■ Records shown ■
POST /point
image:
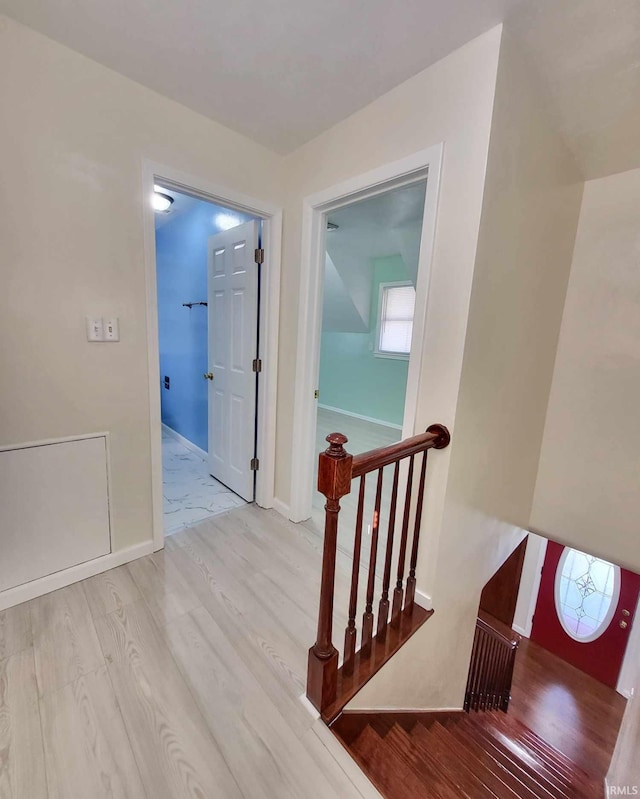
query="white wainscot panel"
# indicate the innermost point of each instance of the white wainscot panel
(54, 508)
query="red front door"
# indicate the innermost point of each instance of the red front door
(585, 611)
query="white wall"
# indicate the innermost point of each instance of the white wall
(624, 771)
(529, 217)
(450, 102)
(72, 138)
(588, 491)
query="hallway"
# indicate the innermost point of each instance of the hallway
(177, 675)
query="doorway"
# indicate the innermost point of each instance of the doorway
(585, 611)
(208, 318)
(250, 328)
(372, 249)
(323, 213)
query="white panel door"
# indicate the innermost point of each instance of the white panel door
(233, 310)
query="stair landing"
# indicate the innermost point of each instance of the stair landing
(449, 756)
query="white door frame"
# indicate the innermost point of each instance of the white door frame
(153, 172)
(426, 163)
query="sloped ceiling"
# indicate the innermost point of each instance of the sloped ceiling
(280, 73)
(283, 73)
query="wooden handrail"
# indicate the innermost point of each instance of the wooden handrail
(491, 670)
(436, 437)
(327, 685)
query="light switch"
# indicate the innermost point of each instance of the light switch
(95, 329)
(112, 329)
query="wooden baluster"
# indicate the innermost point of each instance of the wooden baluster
(367, 617)
(472, 682)
(383, 608)
(334, 481)
(351, 631)
(482, 676)
(402, 554)
(411, 579)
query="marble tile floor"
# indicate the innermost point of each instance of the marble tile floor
(190, 493)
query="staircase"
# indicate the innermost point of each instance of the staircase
(448, 756)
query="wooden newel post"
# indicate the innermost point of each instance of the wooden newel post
(334, 481)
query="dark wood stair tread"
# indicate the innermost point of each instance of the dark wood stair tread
(462, 756)
(530, 770)
(557, 762)
(389, 773)
(555, 759)
(438, 771)
(499, 783)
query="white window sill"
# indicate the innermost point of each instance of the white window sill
(394, 356)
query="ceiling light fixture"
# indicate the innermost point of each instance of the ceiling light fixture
(161, 202)
(226, 221)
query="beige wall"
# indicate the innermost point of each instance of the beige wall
(450, 102)
(588, 489)
(529, 218)
(624, 771)
(72, 138)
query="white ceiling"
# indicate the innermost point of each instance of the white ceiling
(283, 73)
(280, 73)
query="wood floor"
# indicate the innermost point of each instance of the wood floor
(487, 755)
(178, 675)
(566, 707)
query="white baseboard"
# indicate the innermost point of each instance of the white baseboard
(281, 507)
(360, 416)
(354, 710)
(306, 703)
(424, 600)
(185, 442)
(52, 582)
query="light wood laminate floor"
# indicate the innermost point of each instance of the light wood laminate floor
(178, 675)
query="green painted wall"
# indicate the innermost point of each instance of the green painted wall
(352, 378)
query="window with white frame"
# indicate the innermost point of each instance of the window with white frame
(396, 306)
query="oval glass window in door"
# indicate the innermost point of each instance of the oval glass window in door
(586, 594)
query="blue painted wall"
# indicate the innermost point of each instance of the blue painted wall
(181, 261)
(352, 378)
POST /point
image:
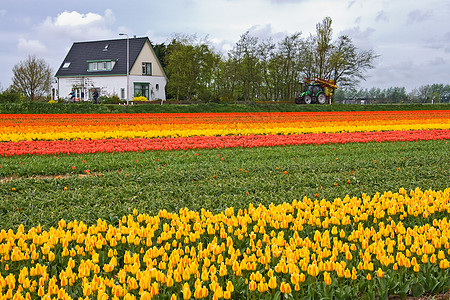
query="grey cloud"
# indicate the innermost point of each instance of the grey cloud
(382, 16)
(437, 61)
(418, 16)
(265, 32)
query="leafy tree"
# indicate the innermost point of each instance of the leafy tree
(32, 77)
(247, 65)
(190, 67)
(340, 60)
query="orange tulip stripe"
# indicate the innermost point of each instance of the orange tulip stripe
(209, 142)
(318, 249)
(278, 129)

■ Work to be completed ■
Your copy should hold all the data word for word. It should hold no pictures.

■ Exercise result ■
POST /point
image:
query="white wainscot panel"
# indicate the innermost point of each instance of the white wainscot panel
(54, 508)
query="red front door"
# indicate the innermost point of each instance of the red front door
(585, 611)
query="white wall"
# indicate the innermost point of each instance of the white wall
(624, 771)
(529, 217)
(450, 102)
(72, 138)
(588, 491)
query="hallway"
# indicate the innermost point of each instance of the hallway
(177, 675)
query="doorway"
# indicate the innermost point of each instance of the doorway
(585, 611)
(208, 318)
(250, 328)
(372, 249)
(323, 213)
query="white panel door"
# indicate the innermost point of each instance of the white panel door
(233, 310)
query="stair landing"
# indicate the innermost point of each instance of the stair landing
(449, 756)
query="white door frame"
# indicate the innermost point of each instance of the white door frame
(153, 172)
(426, 163)
query="sloped ceiling"
# indicate the innermost point of each instance of the sloped ceiling
(280, 73)
(283, 73)
query="wooden handrail"
# indicate the innermost point of each instance of the wooden handrail
(491, 670)
(436, 437)
(327, 685)
query="light switch"
# indicate the innermost point of each instance of the light switch
(95, 329)
(112, 329)
query="wooden baluster"
# indicate the innermost point of each instance of the wooden baluster
(367, 617)
(472, 682)
(383, 608)
(334, 481)
(351, 631)
(482, 676)
(402, 554)
(411, 579)
query="marble tile floor"
# indicate the innermost point of each instance of the marble tile floor
(190, 493)
query="staircase"
# indicate the innermost point of each instance of the staircase
(448, 756)
query="wooden newel post"
# indicate the innermost point of each instance of the wooden newel post
(334, 481)
query="dark wood stair tread"
# indicate the innermost point of each instance of the dark wood stair tread
(462, 756)
(530, 770)
(557, 762)
(389, 773)
(555, 759)
(438, 771)
(499, 783)
query="white window sill"
# indicate the innermost point of each instance of the white window sill
(394, 356)
query="ceiling light fixture"
# indicate the innermost point of each instance of the ceiling light fixture
(161, 202)
(226, 221)
query="beige wall"
# indicate the innermost point of each instance of the beige wall
(450, 102)
(588, 489)
(529, 218)
(624, 771)
(72, 138)
query="white ceiling"
# indicate the innermost point of each instance of the white ceiling
(283, 73)
(280, 73)
query="wood floor"
# indicate the innermost point of each instance of the wood floor
(487, 755)
(178, 675)
(566, 707)
query="white baseboard"
# indicate the innermost point of each instance of the white baseboard
(281, 507)
(360, 416)
(354, 710)
(306, 703)
(424, 600)
(185, 442)
(52, 582)
query="light wood laminate floor"
# indicate the innermost point of each instance of the light wood laminate floor
(178, 675)
query="green painted wall"
# indicate the innermost point of each instance of the green painted wall
(352, 378)
query="window with white frame"
# indicate the innermost point of each instance of the window with white frame
(396, 306)
query="oval glass window in door"
# indicate the innermost point of each instance of the oval glass window in door
(586, 594)
query="blue painted wall"
# indicate the innermost point of each instance of the blue painted wall
(181, 261)
(352, 378)
POST /point
image:
query="grey cloud"
# indicate the innermost point of each instance of the grey cloud
(382, 16)
(437, 61)
(418, 16)
(265, 32)
query="leafy tree"
# indicate the innermost point of each instance of the leafy tree
(32, 77)
(247, 65)
(190, 67)
(340, 60)
query="orange tulip stripe"
# indicate the innermost point of each instance of the orange tulip stripe
(209, 142)
(318, 249)
(278, 129)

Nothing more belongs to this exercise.